§ EXERCISE AIM
Turn the material below into a numbered list, from the line containing "If you could tag each instance of the unripe" through the end, with blank lines left out.

*** MATERIAL FOR THE TASK ***

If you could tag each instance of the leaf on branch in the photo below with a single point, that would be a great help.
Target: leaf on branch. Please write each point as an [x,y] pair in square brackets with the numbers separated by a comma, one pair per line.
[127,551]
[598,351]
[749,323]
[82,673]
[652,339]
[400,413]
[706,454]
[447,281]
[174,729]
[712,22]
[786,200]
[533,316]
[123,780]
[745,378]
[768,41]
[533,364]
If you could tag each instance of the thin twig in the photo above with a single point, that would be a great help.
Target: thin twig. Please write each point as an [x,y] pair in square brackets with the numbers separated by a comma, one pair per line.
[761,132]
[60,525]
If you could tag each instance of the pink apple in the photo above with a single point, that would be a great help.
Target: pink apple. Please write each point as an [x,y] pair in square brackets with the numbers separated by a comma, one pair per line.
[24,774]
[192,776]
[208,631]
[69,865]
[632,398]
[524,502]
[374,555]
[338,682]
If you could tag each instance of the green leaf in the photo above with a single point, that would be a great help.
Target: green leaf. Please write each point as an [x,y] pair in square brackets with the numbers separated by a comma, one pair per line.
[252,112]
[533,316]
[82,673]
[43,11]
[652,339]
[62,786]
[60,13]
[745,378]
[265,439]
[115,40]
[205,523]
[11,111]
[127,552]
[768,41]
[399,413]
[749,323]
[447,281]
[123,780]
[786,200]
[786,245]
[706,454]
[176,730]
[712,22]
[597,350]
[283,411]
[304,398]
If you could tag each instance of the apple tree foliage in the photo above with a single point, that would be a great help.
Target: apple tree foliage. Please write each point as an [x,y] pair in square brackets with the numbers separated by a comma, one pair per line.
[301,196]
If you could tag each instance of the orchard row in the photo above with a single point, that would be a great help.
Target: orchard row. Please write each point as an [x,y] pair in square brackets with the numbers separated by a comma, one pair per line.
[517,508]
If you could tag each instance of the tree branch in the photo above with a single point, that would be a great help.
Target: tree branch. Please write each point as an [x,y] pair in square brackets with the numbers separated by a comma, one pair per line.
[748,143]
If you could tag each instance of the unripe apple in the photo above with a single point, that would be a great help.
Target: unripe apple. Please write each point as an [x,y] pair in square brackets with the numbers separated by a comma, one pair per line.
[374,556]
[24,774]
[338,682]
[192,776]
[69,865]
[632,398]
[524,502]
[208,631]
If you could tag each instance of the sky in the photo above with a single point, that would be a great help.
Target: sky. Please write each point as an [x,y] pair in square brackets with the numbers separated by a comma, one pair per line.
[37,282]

***

§ RESPONSE
1. If you could tag each instance of the unripe apple in the photo above with a single point, that would be a great help.
2. Target: unripe apple. Please write each point as an [x,y] pair in square brackets with the numbers separated by a comma, one pair per line.
3. [374,556]
4. [24,774]
5. [338,682]
6. [192,776]
7. [69,865]
8. [632,398]
9. [524,502]
10. [208,631]
11. If you could tag each instance of the sky in the photo above with a single point, that would be a great help.
12. Target: sky. Please write each point as an [x,y] pair in square brackets with the numbers separated by a comma, one pair per line.
13. [37,282]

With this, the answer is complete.